** Reading text **
Placement of rafter baffles with non-soffit intake vents (smartvent/eyebrow vent/shingle-over vent)
I’m in Seattle, climate zone 4C. I’m insulating my attic with blown cellulose and trying to make sure I install the insulation baffles correctly. My house doesn’t have eaves, so there are no soffit vents, but there are “smartvent” vents that are basically corrugated plastic under the shingles, so the air comes in at the drip edge. It enters the roof about 6-12″ up along the slope of the roof. When installing insulation baffles, where do I need have the bottom edge of the baffle? Everything I find talks about positioning the baffles with respect to the soffit. My intuition is that I just need the baffle to extend down below the intake vent and “cap” the bottom end. This would allow the thickest insulation possible out to the top plate, with the insulation in contact with the roof deck. Maybe this would create a problem though because the space down the slope of the roof from the baffle could then potentially trap moisture. So the alternative would be extending the baffle down further, but then I get almost no insulation at the top plate, since the rafters sit right on top of it. I guess with a vapor-permeable baffle, the moisture issue wouldn’t be a concern. I currently have some durovent that I picked up at the big blue box, but having them in hand they seem pretty flimsy, so I was considering upgrading or building my own (having read the non-paywalled part of the site-built baffles article).

** Provided data **
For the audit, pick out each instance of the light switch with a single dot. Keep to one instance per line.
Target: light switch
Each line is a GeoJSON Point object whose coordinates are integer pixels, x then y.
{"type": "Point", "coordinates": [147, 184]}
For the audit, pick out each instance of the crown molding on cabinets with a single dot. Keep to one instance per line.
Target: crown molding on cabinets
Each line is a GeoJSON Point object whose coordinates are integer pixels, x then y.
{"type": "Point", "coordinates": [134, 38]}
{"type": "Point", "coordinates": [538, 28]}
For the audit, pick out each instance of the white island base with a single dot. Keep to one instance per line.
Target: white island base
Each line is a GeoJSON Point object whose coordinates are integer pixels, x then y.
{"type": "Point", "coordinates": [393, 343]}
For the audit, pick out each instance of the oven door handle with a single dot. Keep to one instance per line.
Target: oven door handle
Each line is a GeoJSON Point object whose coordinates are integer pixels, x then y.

** Given request 1 **
Which non-soffit intake vents does the title of the attic-insulation post name?
** Given request 2 **
Can you pick up the post about attic baffles after its final sentence and carry it on for a few sentences in the same voice?

** Exercise response 1 **
smartvent, eyebrow vent, shingle-over vent

** Exercise response 2 **
Additional details: this is in the lower attic space before a kneewall and the exhaust vent is a not-particularly-well-placed RVO/box vent a little ways up the ridge. I don’t seem to be having moisture problems though, so I’ve decided to just leave the venting as-is until I have to replace the roof and then switch to exterior rigid foam insulation and a conditioned attic.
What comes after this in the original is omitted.